Stated task: Collect every line in the entries below that contains the string "point". Case counts, so a line matches only if its letters have the same capitalization.

Provided records:

<<<<

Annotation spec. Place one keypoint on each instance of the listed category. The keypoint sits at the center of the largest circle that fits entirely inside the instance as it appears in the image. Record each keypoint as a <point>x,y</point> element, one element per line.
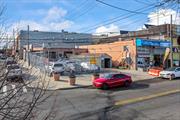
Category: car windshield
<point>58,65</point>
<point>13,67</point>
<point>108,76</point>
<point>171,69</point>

>>>>
<<<<

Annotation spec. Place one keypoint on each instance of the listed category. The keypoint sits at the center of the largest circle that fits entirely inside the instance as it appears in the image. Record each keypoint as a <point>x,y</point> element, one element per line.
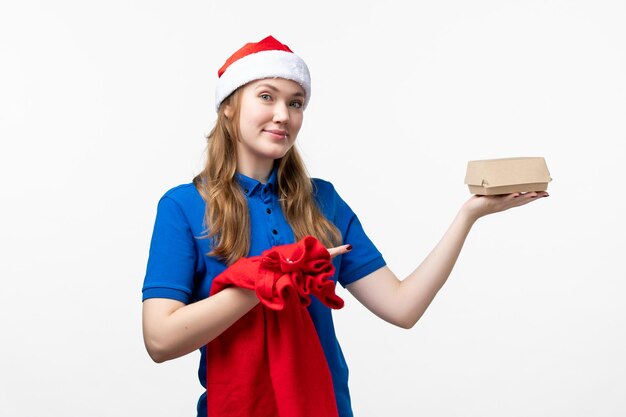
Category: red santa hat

>>>>

Response to the exercise:
Annotation spec. Place one keypoint on each instance of the listed category. The keypoint sits at the center of the largest circle that fits entirely inside the instance as it appears in the image. Record each keypoint as a <point>x,y</point> element, one element per line.
<point>58,65</point>
<point>13,67</point>
<point>108,76</point>
<point>171,69</point>
Annotation spec. Place one keypoint on each instance of the listed category. The keypoint sits at the center of the largest circle that fits entirely inside the instance as it appears in the image. Record each keypoint as a <point>x,y</point> element, one element per line.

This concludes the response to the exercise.